Some of the other clearer images can be downloaded as follows:
In this Google Doc is a list of 43 of the balloon photos with some metadata including the file name of the matching NIR photo. The twelve largest VIS photos and their NIR matches can be downloaded as in: http://fastie.net/Bin/12WarnerVIS/WarnerLkVis6911.JPG
or its NIR match:
If the Google doc is sorted with largest (Size) at the top, the first twelve pairs can be downloaded by substituting the 4 digit file number in the above URLs (unique directories for NIR and VIS). These are 10 MP photos. The ones with the largest file sizes tend to be the sharpest.
Let us know what you find.
Chris, some questions for you:
1) Is there a full resolution version of WarnerLkVis7075.jpg and WarnerLkVis7136.jpg somewhere for me to download? It's not available at http://fastie.net/Bin/12WarnerVIS/. That large patch of Trapa in the large circle at bottom center of 7075 is useful for grabbing Trapa color info, and I want to include NIR, but would like to avoid potential mismatch pitfalls in compressing/downsampling the NIR photo myself.

RECORDS SHOWN:
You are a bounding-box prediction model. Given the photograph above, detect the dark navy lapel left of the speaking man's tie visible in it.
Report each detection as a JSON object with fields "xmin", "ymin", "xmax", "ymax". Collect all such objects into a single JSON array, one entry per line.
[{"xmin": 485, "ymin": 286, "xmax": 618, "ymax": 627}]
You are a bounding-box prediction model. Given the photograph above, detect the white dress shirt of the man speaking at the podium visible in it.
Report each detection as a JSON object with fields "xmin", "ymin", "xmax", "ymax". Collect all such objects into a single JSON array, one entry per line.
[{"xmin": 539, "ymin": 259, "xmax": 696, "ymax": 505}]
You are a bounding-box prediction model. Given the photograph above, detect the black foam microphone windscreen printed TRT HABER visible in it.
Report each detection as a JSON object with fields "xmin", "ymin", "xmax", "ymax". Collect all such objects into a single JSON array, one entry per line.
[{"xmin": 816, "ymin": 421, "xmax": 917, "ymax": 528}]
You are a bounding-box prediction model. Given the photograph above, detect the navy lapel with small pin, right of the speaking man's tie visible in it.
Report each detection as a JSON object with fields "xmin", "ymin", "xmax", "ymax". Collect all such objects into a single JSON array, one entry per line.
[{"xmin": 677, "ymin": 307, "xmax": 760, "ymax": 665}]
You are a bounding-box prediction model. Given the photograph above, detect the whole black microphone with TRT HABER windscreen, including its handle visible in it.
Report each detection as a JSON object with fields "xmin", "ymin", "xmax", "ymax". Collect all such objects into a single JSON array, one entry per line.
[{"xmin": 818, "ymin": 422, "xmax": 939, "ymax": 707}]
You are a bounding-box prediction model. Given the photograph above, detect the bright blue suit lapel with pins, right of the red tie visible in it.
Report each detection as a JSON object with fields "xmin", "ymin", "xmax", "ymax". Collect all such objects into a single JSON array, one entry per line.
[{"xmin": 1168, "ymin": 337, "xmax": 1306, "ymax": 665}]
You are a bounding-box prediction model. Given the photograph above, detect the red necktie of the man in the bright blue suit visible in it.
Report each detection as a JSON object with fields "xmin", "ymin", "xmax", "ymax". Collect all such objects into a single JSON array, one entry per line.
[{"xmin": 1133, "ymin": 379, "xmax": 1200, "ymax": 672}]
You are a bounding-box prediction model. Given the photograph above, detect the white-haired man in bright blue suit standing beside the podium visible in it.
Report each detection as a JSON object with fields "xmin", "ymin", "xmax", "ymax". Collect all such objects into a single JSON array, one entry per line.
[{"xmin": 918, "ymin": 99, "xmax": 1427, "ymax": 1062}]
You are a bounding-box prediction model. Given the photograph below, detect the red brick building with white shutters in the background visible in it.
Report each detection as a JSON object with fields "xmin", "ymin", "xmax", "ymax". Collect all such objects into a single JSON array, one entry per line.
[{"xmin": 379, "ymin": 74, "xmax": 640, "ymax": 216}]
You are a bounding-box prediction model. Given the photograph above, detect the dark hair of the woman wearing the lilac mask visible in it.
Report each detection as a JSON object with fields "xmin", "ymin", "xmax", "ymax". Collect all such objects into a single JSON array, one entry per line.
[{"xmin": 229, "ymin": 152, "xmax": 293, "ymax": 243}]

REQUIRED ACTION 1:
Using the passage on the balloon photos, answer the following:
(a) How many balloon photos are listed in the Google Doc?
(b) What resolution are the photos?
(c) Which photos tend to be the sharpest?
REQUIRED ACTION 2:
Repeat verbatim the part of the passage on the balloon photos that begins at the words "Let us know" and stops after "NIR photo myself.".

TASK RESULT 1:
(a) 43
(b) 10 MP
(c) The ones with the largest file sizes

TASK RESULT 2:
Let us know what you find.
Chris, some questions for you:
1) Is there a full resolution version of WarnerLkVis7075.jpg and WarnerLkVis7136.jpg somewhere for me to download? It's not available at http://fastie.net/Bin/12WarnerVIS/. That large patch of Trapa in the large circle at bottom center of 7075 is useful for grabbing Trapa color info, and I want to include NIR, but would like to avoid potential mismatch pitfalls in compressing/downsampling the NIR photo myself.